19. The device of claim 18 wherein said device includes a CMTS.

20. The device of claim 19 wherein said measurement instrument measures packets of data entering said CMTS from a router to the Internet.

21. The device of claim 19 wherein said measurement instrument is in said CMTS and the processor is in a device remotely connected to said CMTS.

22. The device of claim 18 where said samples used by said processor are measured over an interval no longer than approximately one second.

23. The device of claim 18 where said processor uses said samples received from said measurement instrument to construct a first probability distribution function associated with a present time, and a second probability distribution function associated with a future time.

24. The device of claim 18 where said measurement instrument monitors packets of data moving in a downstream direction to said groups of customers.

25. The device of claim 18 where said measurement instrument monitors packets of data moving in an upstream direction from said groups of customers.

26. The device of claim 18 wherein said first K factor is 1.

27. The device of claim 18 wherein said second K factor is 1.

28. The device of claim 18 wherein said highest permissible peak bandwidth level of said second service level agreement for respective said customers is increased in a manner different than said highest permissible peak bandwidth level of said first service level agreement for respective said customers.

29. The device of claim 28 wherein said increasing is selected in a manner without increasing required capacity.

30. The device of claim 28 wherein said increasing is based upon bandwidth lost above a certain percentage based on said probability' distribution function versus excess bandwidth below said certain percentage.

31. The device of claim 28 wherein said increased manner is only performed for a top service level agreement and not performed any other service level agreements.

32. The device of claim 28 where said required capacity for said second group of customer demands is determined based upon said second service level agreement burst capacity that is based upon a percentage of time that bandwidth succeeds without any drops or delays when a burst occurs.

33. A device that distributes content to a plurality of groups of customers over a distribution network, each group of customers having an associated time varying bandwidth demand on said device, said device comprising:

(a) at least one measurement instrument capable of monitoring respective packets of data associated with each of said plurality' of groups of customers, to sample said timevarying bandwidth demand for each said group of customers as said packets of data pass through said device; and

(b) a processor that uses samples received from said at least one measurement instrument to construct at least one probability distribution function associated with a one of said plurality of groups of customers, the probability distribution function measuring the relative likelihood that said one of said plurality of groups of customer demands bandwidth at each of a range of bandwidth values, where a required capacity is determined based upon a service level agreement burst capacity that is based upon (a) a percentage of time that bandwidth succeeds without any drops or delays when a burst occurs, and (b) a highest permissible peak bandwidth level of a service level agreement, (c) and further based upon a cushion added to said highest permissible peak bandwidth level of said service level agreement.

» **Data entries**

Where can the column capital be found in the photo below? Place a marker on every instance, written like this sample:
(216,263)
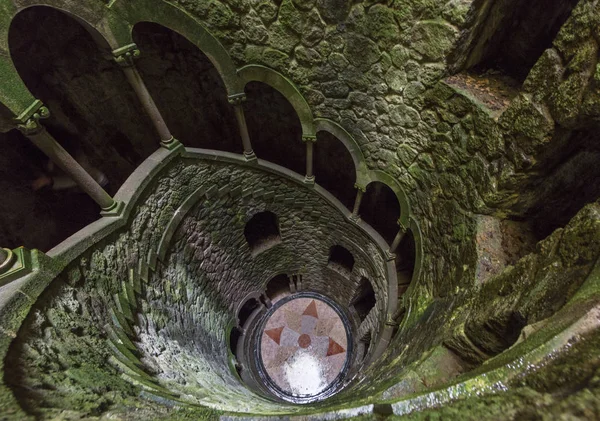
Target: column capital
(124,56)
(403,228)
(19,262)
(29,120)
(362,189)
(391,322)
(237,99)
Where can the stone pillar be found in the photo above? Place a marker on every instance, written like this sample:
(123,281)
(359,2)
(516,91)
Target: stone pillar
(236,101)
(6,258)
(125,56)
(310,141)
(396,242)
(360,191)
(30,126)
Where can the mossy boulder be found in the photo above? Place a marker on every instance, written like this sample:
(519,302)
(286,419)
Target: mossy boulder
(433,39)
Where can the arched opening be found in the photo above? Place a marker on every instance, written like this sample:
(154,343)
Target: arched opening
(340,259)
(380,209)
(334,168)
(512,35)
(274,127)
(246,311)
(41,218)
(364,299)
(278,287)
(95,114)
(187,89)
(262,232)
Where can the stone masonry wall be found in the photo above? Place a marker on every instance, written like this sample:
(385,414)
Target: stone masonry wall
(189,302)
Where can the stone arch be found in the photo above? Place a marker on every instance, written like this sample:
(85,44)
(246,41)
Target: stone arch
(13,92)
(388,180)
(257,73)
(189,92)
(360,163)
(180,21)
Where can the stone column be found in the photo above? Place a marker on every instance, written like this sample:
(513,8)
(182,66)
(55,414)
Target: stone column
(31,127)
(6,258)
(237,101)
(396,242)
(125,56)
(310,141)
(360,191)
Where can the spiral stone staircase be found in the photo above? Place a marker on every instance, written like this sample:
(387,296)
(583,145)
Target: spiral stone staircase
(421,233)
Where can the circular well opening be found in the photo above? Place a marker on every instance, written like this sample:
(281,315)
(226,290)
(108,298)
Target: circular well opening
(304,348)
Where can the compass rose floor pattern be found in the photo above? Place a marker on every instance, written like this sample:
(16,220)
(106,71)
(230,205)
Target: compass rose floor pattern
(303,346)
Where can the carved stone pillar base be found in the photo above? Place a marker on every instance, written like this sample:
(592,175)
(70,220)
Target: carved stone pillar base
(19,264)
(115,210)
(250,156)
(170,144)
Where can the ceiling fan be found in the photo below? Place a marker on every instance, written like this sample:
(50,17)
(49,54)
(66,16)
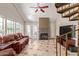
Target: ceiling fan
(41,8)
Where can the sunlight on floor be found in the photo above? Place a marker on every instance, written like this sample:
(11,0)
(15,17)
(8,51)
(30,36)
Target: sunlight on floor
(43,48)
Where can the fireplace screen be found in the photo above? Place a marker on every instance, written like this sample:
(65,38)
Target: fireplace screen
(43,36)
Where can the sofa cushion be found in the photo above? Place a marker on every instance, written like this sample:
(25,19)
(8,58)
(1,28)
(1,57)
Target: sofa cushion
(16,36)
(8,52)
(11,37)
(6,39)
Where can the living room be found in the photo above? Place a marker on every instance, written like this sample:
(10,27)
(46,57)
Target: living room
(30,29)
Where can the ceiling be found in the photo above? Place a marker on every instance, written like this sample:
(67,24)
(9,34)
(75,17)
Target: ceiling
(29,13)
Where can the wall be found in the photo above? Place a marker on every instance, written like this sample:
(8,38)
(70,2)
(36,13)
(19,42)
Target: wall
(9,11)
(65,21)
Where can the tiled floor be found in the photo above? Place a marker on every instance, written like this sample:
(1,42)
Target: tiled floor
(43,48)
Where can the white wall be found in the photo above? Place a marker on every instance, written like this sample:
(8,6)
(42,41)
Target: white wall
(9,11)
(65,21)
(52,29)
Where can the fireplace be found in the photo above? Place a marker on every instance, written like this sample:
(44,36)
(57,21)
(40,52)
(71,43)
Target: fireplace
(43,36)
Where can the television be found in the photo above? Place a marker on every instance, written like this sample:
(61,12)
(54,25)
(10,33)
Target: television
(68,28)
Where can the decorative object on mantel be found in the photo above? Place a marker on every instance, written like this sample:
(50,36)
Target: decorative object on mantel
(41,8)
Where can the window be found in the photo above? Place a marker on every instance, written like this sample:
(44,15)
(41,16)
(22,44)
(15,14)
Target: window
(17,27)
(1,26)
(10,28)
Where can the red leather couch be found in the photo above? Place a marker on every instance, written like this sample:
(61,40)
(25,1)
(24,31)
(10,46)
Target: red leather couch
(17,41)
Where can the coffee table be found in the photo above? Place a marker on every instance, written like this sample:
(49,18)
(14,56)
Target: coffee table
(4,46)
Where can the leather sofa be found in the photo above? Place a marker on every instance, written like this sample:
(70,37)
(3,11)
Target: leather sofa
(8,52)
(17,41)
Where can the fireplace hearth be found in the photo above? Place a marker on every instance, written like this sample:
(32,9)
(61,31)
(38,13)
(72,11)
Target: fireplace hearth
(43,36)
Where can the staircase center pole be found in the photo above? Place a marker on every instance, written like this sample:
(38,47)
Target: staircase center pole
(78,31)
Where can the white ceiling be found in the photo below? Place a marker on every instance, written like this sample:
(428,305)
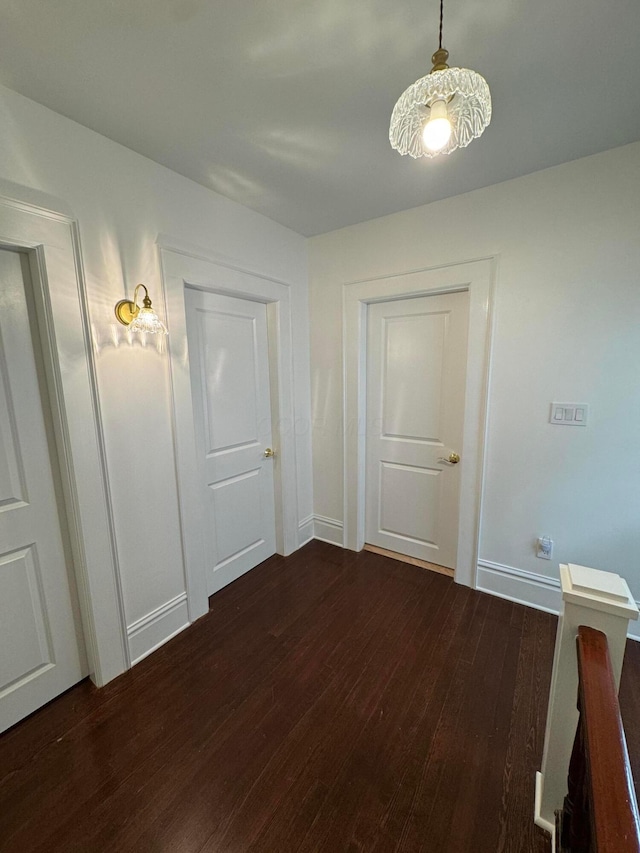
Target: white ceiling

» **Your objective**
From the patent claims, print the part that opens with the words "30. The device" and closes with "service level agreements.". The lines have nothing to do with what is asked here.

» **Expected answer**
30. The device of claim 28 wherein said increasing is based upon bandwidth lost above a certain percentage based on said probability' distribution function versus excess bandwidth below said certain percentage.

31. The device of claim 28 wherein said increased manner is only performed for a top service level agreement and not performed any other service level agreements.